* SHORT EXERCISE A
Format the records as a Markdown table with the columns Row and Line, starting at the line that contains "form point(649, 1007)." and ending at the end of the records. Number each row, and leave out blank lines.

* SOURCE DOCUMENT
From The Collaborative International Dictionary of English v.0.48 [gcide]:

  Bogus \Bo"gus\, a. [Etymol. uncertain.]
     Spurious; fictitious; sham; -- a cant term originally applied
     to counterfeit coin, and hence denoting anything counterfeit.
     [Colloq. U. S.]
     [1913 Webster]



From The Collaborative International Dictionary of English v.0.48 [gcide]:

  Bogus \Bo"gus\, n.
     A liquor made of rum and molasses. [Local, U. S.] --Bartlett.

* SHORT EXERCISE B
Copy the dictionary entries for "bogus" word for word, starting at "[Colloq. U. S.]" and ending at "U. S.] --Bartlett.".

* DATA FOR PROCESSING
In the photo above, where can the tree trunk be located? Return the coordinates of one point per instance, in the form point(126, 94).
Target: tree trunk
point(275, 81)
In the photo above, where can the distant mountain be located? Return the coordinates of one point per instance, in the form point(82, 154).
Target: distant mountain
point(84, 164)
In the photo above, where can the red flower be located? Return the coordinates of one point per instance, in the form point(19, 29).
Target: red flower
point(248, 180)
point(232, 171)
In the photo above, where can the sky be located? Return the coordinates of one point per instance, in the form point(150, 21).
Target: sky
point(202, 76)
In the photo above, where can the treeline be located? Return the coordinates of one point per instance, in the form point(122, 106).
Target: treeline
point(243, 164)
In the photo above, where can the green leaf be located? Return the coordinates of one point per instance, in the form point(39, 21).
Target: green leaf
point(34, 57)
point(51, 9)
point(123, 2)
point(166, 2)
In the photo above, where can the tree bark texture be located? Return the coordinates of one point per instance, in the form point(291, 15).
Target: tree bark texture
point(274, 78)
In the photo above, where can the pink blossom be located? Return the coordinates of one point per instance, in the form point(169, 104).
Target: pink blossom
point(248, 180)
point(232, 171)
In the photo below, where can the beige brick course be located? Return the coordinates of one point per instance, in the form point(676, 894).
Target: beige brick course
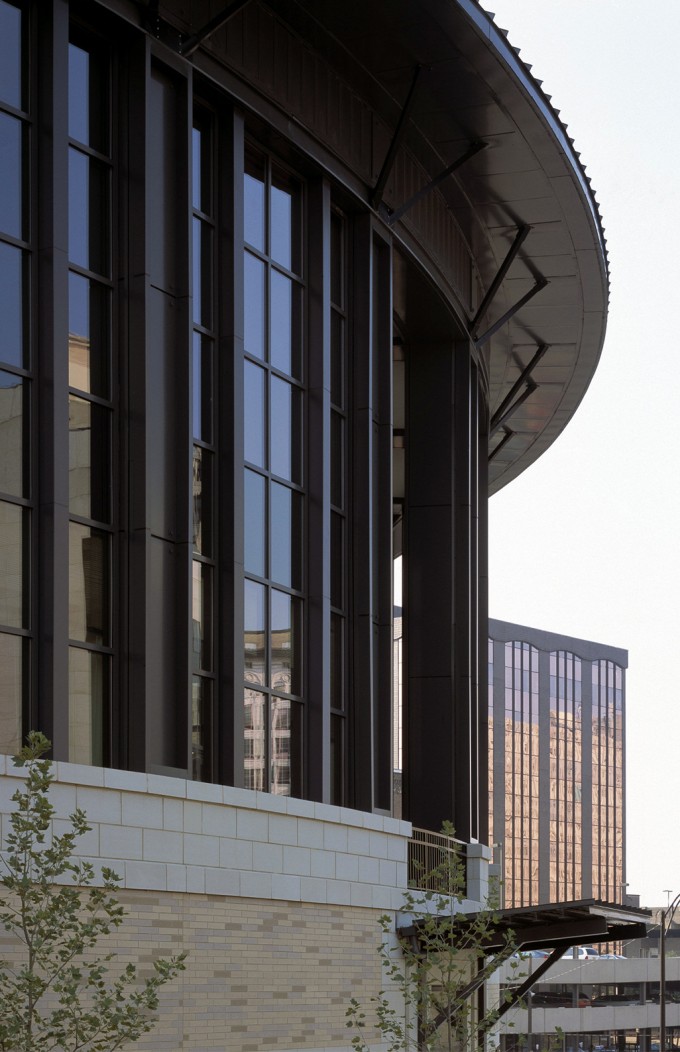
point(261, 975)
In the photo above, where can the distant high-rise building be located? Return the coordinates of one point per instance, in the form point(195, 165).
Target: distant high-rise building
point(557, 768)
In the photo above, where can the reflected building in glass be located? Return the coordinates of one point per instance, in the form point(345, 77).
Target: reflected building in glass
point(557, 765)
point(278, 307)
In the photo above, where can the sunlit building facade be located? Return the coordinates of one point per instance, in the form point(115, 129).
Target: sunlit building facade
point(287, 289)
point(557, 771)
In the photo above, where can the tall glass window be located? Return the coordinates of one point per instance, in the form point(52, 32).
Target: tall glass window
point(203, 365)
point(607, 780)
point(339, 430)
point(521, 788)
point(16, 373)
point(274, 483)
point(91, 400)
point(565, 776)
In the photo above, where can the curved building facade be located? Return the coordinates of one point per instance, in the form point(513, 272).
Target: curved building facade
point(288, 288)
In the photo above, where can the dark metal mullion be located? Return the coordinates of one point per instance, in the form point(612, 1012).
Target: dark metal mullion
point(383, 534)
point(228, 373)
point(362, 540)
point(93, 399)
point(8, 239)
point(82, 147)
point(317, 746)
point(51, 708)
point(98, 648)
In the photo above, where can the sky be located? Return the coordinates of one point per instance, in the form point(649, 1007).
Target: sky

* EXERCISE OUTPUT A
| Row | Line |
|---|---|
| 1 | In the photo above, where can the sky be located? Return the coordinates of one point per instance, in the form point(649, 1007). |
| 2 | Target: sky |

* EXERCISE OUTPUT B
[Colloq. U. S.]
     [1913 Webster]



From The Collaborative International Dictionary of English v.0.48 [gcide]:

  Bogus \Bo"gus\, n.
     A liquor made of rum and molasses. [Local, U. S.] --Bartlett.